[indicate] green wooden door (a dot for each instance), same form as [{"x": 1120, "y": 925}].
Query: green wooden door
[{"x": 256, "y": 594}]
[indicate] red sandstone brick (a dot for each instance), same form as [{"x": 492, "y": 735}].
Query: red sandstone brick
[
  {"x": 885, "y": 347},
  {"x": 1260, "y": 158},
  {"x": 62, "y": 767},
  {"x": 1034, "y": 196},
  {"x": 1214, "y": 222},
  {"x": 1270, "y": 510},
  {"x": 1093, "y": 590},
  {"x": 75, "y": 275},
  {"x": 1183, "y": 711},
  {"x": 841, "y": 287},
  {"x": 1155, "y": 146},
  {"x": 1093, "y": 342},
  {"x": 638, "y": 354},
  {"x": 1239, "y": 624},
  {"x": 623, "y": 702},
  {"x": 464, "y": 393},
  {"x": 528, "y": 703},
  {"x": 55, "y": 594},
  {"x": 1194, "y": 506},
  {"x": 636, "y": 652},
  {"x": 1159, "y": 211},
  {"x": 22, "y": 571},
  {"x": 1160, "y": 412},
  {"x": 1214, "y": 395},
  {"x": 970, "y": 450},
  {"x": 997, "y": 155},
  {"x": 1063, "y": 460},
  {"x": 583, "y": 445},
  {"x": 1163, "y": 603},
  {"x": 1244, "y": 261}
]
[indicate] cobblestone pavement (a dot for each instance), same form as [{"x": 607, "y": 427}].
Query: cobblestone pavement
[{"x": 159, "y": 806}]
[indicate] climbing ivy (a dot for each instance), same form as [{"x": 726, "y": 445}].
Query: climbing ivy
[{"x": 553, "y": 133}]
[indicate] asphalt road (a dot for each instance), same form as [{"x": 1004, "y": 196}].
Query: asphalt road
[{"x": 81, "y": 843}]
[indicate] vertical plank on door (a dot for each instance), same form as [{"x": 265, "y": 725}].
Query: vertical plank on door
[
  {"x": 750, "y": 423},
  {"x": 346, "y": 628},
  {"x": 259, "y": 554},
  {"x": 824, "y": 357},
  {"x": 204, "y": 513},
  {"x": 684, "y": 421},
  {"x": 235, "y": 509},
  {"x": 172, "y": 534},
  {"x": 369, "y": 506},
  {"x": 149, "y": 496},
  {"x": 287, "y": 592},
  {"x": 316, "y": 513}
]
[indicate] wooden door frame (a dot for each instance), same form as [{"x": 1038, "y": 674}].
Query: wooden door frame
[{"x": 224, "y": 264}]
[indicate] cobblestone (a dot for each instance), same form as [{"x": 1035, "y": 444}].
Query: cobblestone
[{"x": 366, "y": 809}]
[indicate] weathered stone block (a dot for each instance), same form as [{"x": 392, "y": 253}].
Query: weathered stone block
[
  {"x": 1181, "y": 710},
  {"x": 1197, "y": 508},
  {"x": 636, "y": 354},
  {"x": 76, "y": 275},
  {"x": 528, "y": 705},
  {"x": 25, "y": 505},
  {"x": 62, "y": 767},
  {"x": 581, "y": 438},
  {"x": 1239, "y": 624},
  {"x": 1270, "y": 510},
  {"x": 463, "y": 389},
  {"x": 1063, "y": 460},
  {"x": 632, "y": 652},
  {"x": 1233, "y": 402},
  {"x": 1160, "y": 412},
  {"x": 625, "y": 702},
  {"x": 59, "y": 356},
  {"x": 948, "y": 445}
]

Task objective:
Please set down exactly the lines running from the one with "[indicate] asphalt road" to the last line of the entries above, both of them included, and no others.

Response box:
[indicate] asphalt road (a dot for each instance), same form as [{"x": 1004, "y": 196}].
Query: asphalt road
[{"x": 81, "y": 843}]
[indicate] vertical plank on door (a dot for each instance), same form as [{"x": 265, "y": 725}].
Query: vertical plank on door
[
  {"x": 750, "y": 423},
  {"x": 346, "y": 628},
  {"x": 259, "y": 554},
  {"x": 824, "y": 357},
  {"x": 204, "y": 513},
  {"x": 684, "y": 421},
  {"x": 235, "y": 509},
  {"x": 172, "y": 534},
  {"x": 369, "y": 506},
  {"x": 149, "y": 496},
  {"x": 287, "y": 592},
  {"x": 316, "y": 513}
]
[indicate] wooden door frame (a dot for each instance), same form as [{"x": 1038, "y": 674}].
Query: wooden door frame
[{"x": 224, "y": 264}]
[indicate] cobblestone (a dot for each instance), same form as [{"x": 1035, "y": 444}].
Query: cobblestone
[{"x": 366, "y": 809}]
[indicate] weathered stone block (a dot for each instance), same form as [{"x": 392, "y": 253}].
Query: weathered stone block
[
  {"x": 1181, "y": 710},
  {"x": 1197, "y": 508},
  {"x": 636, "y": 354},
  {"x": 76, "y": 275},
  {"x": 528, "y": 705},
  {"x": 25, "y": 505},
  {"x": 62, "y": 767},
  {"x": 581, "y": 438},
  {"x": 1239, "y": 624},
  {"x": 1270, "y": 510},
  {"x": 463, "y": 389},
  {"x": 1063, "y": 460},
  {"x": 632, "y": 652},
  {"x": 1233, "y": 402},
  {"x": 1160, "y": 412},
  {"x": 625, "y": 702},
  {"x": 59, "y": 356},
  {"x": 948, "y": 445}
]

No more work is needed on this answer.